*Exercise requirements:*
Transcribe each line below verbatim; pictures excluded.

*Dataset records:*
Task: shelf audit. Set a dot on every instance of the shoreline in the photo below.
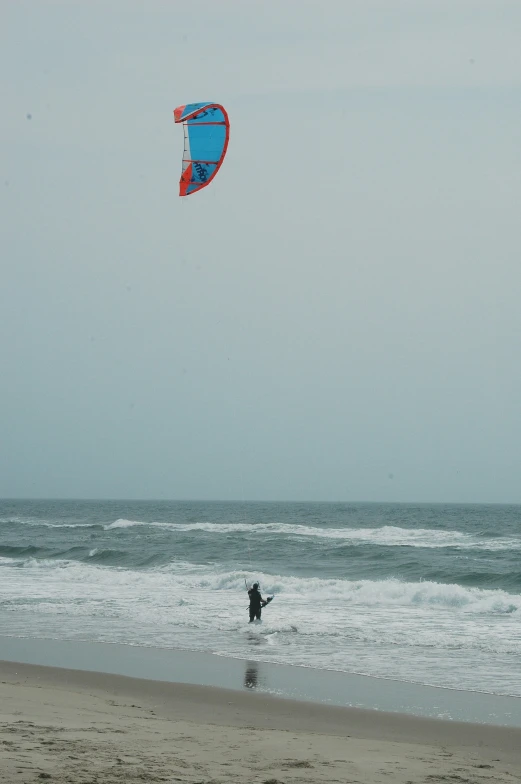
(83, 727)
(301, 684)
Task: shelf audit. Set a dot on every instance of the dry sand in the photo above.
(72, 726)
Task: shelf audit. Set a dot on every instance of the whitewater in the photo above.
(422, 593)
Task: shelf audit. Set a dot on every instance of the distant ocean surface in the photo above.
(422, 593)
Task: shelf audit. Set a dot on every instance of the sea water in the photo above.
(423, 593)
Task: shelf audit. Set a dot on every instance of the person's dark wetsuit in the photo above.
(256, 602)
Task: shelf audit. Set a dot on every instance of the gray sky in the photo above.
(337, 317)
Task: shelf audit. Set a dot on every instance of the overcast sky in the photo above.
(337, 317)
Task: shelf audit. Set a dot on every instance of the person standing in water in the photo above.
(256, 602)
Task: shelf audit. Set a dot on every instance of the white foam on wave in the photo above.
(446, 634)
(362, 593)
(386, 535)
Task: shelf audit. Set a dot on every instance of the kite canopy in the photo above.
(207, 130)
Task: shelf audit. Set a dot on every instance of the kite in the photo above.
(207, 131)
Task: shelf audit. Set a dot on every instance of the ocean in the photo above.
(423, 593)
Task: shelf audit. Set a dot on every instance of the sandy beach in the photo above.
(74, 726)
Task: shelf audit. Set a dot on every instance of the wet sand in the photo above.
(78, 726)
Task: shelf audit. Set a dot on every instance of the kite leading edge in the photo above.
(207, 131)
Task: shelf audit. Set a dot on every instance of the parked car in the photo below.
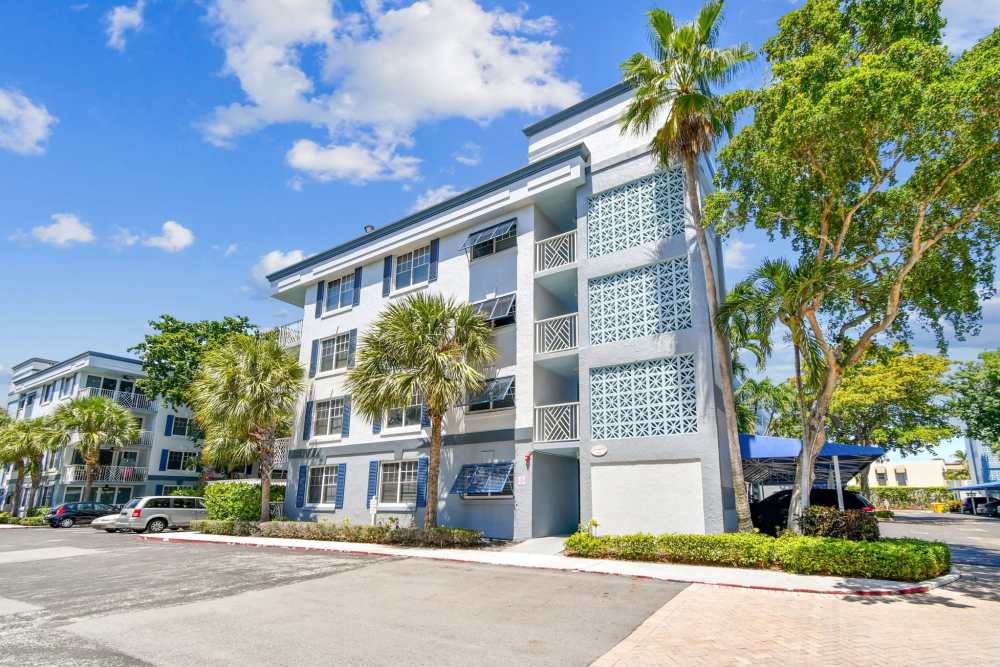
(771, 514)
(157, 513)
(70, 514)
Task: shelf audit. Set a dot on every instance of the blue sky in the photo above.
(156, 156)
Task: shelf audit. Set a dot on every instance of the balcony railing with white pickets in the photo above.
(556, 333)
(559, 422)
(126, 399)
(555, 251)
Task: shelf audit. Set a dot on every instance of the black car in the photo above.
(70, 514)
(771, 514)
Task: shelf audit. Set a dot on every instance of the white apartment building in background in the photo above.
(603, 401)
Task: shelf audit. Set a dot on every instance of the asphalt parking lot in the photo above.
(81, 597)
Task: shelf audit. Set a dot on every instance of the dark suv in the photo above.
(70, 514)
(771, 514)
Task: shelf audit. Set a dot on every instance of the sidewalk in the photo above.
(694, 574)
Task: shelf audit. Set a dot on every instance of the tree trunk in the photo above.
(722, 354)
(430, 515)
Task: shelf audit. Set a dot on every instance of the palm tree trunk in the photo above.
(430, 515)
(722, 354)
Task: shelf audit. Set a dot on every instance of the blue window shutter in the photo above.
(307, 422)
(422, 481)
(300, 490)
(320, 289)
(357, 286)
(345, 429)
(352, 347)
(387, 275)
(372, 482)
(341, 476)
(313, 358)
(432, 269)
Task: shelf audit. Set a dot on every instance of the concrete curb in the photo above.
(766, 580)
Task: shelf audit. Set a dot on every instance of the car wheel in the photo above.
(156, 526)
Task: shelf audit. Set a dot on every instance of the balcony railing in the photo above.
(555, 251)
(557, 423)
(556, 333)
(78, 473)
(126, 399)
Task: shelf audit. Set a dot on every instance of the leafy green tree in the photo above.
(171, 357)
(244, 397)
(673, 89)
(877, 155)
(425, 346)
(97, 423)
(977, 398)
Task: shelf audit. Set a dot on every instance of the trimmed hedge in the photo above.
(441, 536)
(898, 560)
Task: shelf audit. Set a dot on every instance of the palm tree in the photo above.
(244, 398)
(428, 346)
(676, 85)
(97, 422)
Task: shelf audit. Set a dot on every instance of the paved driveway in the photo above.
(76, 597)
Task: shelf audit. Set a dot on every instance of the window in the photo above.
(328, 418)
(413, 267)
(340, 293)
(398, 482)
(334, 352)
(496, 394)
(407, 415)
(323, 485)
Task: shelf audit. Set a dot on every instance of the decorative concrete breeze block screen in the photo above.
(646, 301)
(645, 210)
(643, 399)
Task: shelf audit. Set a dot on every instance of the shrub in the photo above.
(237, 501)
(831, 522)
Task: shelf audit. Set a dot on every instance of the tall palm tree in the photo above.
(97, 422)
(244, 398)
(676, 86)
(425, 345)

*Exercise result:*
Task: shelf audit. Set a dot on every instance of the shoreline in the photo below.
(83, 727)
(301, 684)
Task: shelf audit. Set a dot on every instance of the dry sand in the photo above.
(72, 726)
Task: shelf audit. Set a dot on every instance of the whitewater in the photo above.
(422, 593)
Task: shelf audit. Set a dot on every instance of the distant ocean surface in the photo above.
(422, 593)
Task: shelf audit. Set a dot on every instance of the sea water in the photo above.
(423, 593)
Task: shelf audit. Set a dot on every instance of the person's dark wetsuit in the photo above.
(256, 602)
Task: shelf audit. Set a dot on every instance of the gray sky in the photo above.
(337, 317)
Task: shelf audit. Set a dot on every instance of the overcast sky in the photo above.
(337, 317)
Task: shelf audit. Set a dot on every instance of the person standing in water in the photo above.
(256, 602)
Task: shelf audit. Set a dot on every instance of the white foam on wave in the photo above.
(446, 634)
(362, 593)
(386, 535)
Task: shelf audit. Set a dot on every instance of the kite canopy in the photo above.
(207, 130)
Task: shelf audit. Set a dot on every instance of the kite in the photo above.
(207, 131)
Task: shelf audit. Set a dot on every instance of the ocean in the photo above.
(423, 593)
Task: shelf audit. Set a dot on every instance of the sandy beach in the photo above.
(74, 726)
Task: shelf audit. Set a dot on every instance of the wet sand in the photo above.
(78, 726)
Task: shelf audit. Set a dot on every instance of the kite leading edge in the photo above.
(207, 131)
Task: shelf audit. Set a dot on every instance of the parked car in the photo below.
(771, 514)
(157, 513)
(70, 514)
Task: shelf audit. Set a dot on every instance of the blue sky in the photo above.
(156, 156)
Task: shelf audit. Set a dot on every instance of the balcony railing with white pickets in the photo above.
(556, 333)
(559, 422)
(126, 399)
(555, 251)
Task: shelf audit. Set a dot on every instance of the black car in the photo above.
(70, 514)
(771, 514)
Task: shelf audit. Set a dot on every instance of the white apartment building in background in the photo above.
(603, 401)
Task: shelf audit. Set a dot on every instance of the asphalt parking lot in the photo above.
(81, 597)
Task: shelf audit. Set a dot on every instance of the dark suv in the photo above.
(70, 514)
(771, 514)
Task: shelf audit. Set a dot on every instance of the sidewalk in the photo above.
(694, 574)
Task: shelf audit. Set a dot on every instance of the tree trunk in the photo above.
(722, 354)
(430, 515)
Task: shelf audit. Set a dot on every instance of the palm tree trunk in the photo above.
(430, 515)
(722, 354)
Task: shelf audit. Set a dot on every instance of the blue window shutter in the photo above.
(307, 422)
(422, 481)
(300, 490)
(320, 289)
(357, 286)
(345, 429)
(352, 347)
(387, 275)
(372, 482)
(341, 476)
(313, 358)
(432, 269)
Task: shelf audit. Set a dot on every instance of the concrete curb in the photo above.
(766, 580)
Task: shelf audit. Set a dot on every instance of the car wheel in the photo above.
(156, 526)
Task: shelf audit. Set a dot on every instance of the balcony railing in the photo above.
(555, 251)
(557, 423)
(556, 333)
(78, 473)
(126, 399)
Task: shelf audit. Set a dot on every instance of the leafy green tree in the photo above.
(171, 357)
(244, 397)
(673, 89)
(877, 155)
(425, 346)
(97, 423)
(977, 398)
Task: shelf audit. Set a dot on every instance of the trimmed hedge in the photo above.
(441, 536)
(898, 560)
Task: shelf audit. Set a dot on every instance of the palm tree in the photo above.
(244, 398)
(428, 346)
(676, 85)
(97, 422)
Task: shelf audit. Set a dot on every instance of the paved driveway in the photo above.
(76, 597)
Task: shelf audit. Set a dot on every instance of the window in the photo above.
(328, 418)
(413, 267)
(340, 293)
(398, 482)
(334, 352)
(496, 394)
(407, 415)
(323, 485)
Task: shelf audit. Set a dot on every instance of the decorative concrete breeze block screen in the photo above.
(646, 301)
(645, 210)
(643, 399)
Task: shelf audit. Set a dot on every instance of the shrub in the photo above.
(237, 501)
(831, 522)
Task: shelf audit. Set a dot on every instance of the tall palm tree in the photo above.
(97, 422)
(244, 398)
(676, 86)
(425, 345)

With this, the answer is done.